• [Gösterilen metin]:
▶

Bu sebeplerle; araç mahrumiyet zararı ZMMS Genel Şartlarına göre gerçek zarar kapsamında olmadığından ve dolaylı zararlardan sayıldığından davalı sigorta şirketine yönelik istem (5.343,75-TL) reddedilmiş (Bkz: Yargıtay 17. HD.nin 19.04.2018 tarih ve 5631/4390 sk.), davalı … hakkındaki dava ise kısmen kabul edilerek 5.203,12-TL üzerinden hüküm kurulmuştur (reddedilen tutar 5.343,75-TL – 5.203,12-TL = 140,63-TL). Davalının, olay tarihinde temerrüte düştüğü değerlendirilmiş (TBK m.117) ve sigortalı aracın hususi olduğu gözetilerek, olay tarihinden itibaren yasal faize hükmedilmiştir.
iv-Otopark ücreti yönünden:
Davacıya ait aracın, davalı …’na vekaleten sigorta şirketi tarafından … Samsun Şubesi’ne yönlendirildiği ve görüşmeler devam ettiği süre zarfında orada tutulduğu, davacıların … Samsun Şubesi’ne toplam 5.000,84-TL tutarında otopark ücreti ödedikleri dosya kapsamı ile sabit olup, bu yöne ilişkin zarar da davalı … tarafından tazmin edilmelidir [otopark ücreti ZMMS Genel Şartları kapsamında olmadığından (Bkz:Yargıtay 4. HD.nin 06.12.2021 tarih ve 15202/9754 sk.)]. Davacılar tarafından otopark ücreti olarak ödenen tutar belli olduğuna göre, emsal araştırmasından yola çıkılarak bir sonuca ulaşılmasına olanak yoktur ve ödedikleri tutarın davacılara iadesi gereklidir.

◀

• [Belirtilen hedef A]: Metne göre davacılar Samsun Şubesi'ne toplam ne kadar otopark ücreti ödemiştir?
• [Belirtilen hedef B]: Metinde "Bu sebeplerle; araç" sözlerinden başlayıp "yasal faize hükmedilmiştir." sözlerine kadar uzanan bölümün tamamını hiçbir değişiklik yapmadan yazın.
• [Belirtilen hedef C]: Araç mahrumiyet zararı ve otopark ücreti hakkındaki metnin son cümleden sonra gelen kısmını siz sürdürün.
Buradaki öğelerin metinle bir ilgisi yoktur.

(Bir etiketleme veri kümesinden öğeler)
▶

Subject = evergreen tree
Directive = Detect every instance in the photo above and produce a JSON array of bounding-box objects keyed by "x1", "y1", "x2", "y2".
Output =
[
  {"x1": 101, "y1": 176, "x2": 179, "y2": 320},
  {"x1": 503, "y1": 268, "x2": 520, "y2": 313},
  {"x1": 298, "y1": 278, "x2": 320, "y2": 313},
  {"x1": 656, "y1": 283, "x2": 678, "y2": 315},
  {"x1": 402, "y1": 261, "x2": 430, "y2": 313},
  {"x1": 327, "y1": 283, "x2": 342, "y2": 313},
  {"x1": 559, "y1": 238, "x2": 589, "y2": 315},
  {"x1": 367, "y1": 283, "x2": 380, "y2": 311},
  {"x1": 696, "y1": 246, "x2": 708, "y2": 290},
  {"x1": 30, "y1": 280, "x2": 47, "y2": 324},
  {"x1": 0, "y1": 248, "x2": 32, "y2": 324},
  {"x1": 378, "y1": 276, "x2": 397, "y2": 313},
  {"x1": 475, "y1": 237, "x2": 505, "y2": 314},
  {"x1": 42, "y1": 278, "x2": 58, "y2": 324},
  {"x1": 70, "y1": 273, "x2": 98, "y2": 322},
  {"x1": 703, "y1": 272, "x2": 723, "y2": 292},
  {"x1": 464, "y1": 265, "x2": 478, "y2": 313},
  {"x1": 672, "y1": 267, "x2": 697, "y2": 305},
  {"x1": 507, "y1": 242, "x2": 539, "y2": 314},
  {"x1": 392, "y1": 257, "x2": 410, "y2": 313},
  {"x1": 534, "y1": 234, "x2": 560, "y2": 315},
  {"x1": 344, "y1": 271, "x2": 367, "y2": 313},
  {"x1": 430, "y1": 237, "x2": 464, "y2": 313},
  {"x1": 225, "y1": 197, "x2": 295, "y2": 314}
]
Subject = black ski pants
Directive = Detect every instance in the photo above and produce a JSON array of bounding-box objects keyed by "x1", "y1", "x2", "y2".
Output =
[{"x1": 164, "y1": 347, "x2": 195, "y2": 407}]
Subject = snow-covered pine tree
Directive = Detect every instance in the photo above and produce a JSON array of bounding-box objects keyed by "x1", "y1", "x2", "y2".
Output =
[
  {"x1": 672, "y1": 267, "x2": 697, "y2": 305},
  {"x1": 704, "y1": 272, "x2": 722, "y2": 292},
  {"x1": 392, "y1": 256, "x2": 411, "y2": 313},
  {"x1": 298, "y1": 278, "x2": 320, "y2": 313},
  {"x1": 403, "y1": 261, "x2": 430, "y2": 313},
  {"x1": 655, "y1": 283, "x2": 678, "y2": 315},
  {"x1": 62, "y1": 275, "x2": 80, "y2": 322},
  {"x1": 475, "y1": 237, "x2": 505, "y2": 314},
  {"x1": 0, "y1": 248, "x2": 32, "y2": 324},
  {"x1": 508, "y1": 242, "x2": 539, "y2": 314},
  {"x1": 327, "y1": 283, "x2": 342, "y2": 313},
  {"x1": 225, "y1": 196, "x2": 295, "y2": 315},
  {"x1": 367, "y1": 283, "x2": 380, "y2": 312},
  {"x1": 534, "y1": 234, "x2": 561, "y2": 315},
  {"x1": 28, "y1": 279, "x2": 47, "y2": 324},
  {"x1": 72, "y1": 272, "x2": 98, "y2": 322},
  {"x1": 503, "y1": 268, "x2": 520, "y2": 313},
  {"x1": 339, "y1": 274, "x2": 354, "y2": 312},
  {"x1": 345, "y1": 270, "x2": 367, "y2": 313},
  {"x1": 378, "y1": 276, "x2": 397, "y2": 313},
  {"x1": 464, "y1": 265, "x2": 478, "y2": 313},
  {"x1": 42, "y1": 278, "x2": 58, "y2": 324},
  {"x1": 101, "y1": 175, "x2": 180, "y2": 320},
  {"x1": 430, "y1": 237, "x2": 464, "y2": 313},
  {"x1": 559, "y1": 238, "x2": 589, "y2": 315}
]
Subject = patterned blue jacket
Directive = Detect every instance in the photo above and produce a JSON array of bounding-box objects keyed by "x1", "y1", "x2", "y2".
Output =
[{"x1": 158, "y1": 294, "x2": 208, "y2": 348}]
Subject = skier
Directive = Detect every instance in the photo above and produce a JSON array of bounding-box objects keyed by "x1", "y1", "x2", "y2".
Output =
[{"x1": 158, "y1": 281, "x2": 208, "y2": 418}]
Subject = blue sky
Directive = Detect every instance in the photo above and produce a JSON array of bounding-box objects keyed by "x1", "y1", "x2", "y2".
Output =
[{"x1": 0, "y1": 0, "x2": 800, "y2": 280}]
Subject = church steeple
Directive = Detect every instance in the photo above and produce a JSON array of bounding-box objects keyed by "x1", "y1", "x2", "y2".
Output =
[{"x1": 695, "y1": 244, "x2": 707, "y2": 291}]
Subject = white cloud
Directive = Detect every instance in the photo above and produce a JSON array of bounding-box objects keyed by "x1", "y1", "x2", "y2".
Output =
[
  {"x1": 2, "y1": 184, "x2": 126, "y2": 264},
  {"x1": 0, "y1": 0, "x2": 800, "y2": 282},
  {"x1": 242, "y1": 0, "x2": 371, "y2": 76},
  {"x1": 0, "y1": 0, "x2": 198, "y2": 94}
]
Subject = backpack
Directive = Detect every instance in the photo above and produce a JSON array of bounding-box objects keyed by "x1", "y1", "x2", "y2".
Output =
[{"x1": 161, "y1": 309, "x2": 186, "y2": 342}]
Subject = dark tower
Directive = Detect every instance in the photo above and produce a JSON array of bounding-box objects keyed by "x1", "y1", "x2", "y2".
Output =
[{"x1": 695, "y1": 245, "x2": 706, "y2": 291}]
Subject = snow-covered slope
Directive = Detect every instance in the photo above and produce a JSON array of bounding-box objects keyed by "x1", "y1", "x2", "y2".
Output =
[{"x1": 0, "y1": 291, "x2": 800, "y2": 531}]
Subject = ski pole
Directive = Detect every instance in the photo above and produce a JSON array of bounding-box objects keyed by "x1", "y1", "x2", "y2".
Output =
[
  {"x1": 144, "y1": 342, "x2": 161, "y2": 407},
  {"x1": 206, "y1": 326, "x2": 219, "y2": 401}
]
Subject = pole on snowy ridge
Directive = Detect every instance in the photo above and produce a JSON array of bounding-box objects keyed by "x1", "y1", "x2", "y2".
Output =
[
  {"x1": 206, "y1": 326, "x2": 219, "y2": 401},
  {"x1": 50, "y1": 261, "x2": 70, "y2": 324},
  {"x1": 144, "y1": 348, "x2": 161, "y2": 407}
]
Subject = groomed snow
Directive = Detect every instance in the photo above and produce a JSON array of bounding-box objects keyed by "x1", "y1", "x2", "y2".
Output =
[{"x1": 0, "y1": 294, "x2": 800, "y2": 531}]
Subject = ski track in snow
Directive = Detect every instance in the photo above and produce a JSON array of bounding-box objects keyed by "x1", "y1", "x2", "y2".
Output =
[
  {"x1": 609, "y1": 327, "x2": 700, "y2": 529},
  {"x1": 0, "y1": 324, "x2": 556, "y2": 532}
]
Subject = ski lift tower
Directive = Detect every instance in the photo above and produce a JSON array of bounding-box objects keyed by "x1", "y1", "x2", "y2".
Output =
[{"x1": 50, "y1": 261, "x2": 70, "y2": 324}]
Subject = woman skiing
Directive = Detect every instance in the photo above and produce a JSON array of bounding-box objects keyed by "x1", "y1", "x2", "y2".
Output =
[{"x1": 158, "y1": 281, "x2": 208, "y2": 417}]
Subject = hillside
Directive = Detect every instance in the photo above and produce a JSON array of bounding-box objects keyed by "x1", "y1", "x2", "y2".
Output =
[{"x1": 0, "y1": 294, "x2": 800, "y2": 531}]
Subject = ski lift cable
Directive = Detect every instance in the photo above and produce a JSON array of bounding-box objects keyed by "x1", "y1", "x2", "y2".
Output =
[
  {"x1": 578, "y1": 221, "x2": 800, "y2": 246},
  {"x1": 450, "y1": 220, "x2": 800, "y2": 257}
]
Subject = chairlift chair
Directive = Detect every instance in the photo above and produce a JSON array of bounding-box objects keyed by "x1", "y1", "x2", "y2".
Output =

◀

• [Alıştırma çıktısı A]: 5.000,84-TL

• [Alıştırma çıktısı B]:
Bu sebeplerle; araç mahrumiyet zararı ZMMS Genel Şartlarına göre gerçek zarar kapsamında olmadığından ve dolaylı zararlardan sayıldığından davalı sigorta şirketine yönelik istem (5.343,75-TL) reddedilmiş (Bkz: Yargıtay 17. HD.nin 19.04.2018 tarih ve 5631/4390 sk.), davalı … hakkındaki dava ise kısmen kabul edilerek 5.203,12-TL üzerinden hüküm kurulmuştur (reddedilen tutar 5.343,75-TL – 5.203,12-TL = 140,63-TL). Davalının, olay tarihinde temerrüte düştüğü değerlendirilmiş (TBK m.117) ve sigortalı aracın hususi olduğu gözetilerek, olay tarihinden itibaren yasal faize hükmedilmiştir.

• [Alıştırma çıktısı C]:
Bu sebeplerle; otopark ücreti yönünden davacıya, tarafların kusur durumuna göre (5.000,84-TL x %74) 3.756,63-TL tutarında tazminat ödenmesi gerektiği değerlendirilmiş, taleple bağlı kalınarak (HMK m. 26) 3.750,63-TL üzerinden ve ıslah dilekçesindeki isteme de uygun olarak davalı … aleyhine hüküm kurulmuştur. Davalının, olay tarihinde temerrüte düştüğü değerlendirilmiş (TBK m.117) ve sigortalı aracın hususi olduğu gözetilerek, olay tarihinden itibaren yasal faize hükmedilmiştir.
İşbu davanın zorunlu arabuluculuk dava şartı hükümlerine tabi olmadığı değerlendirilmiş (Bkz: Yargıtay 4. Hukuk Dairesi’nin 20.01.2022 tarih ve 23273/901 sk. ile 29.09.2021 tarih ve 14429/5729 sk.), davadan önceki zorunlu arabuluculuk ücreti davacı üzerinde bırakılmıştır.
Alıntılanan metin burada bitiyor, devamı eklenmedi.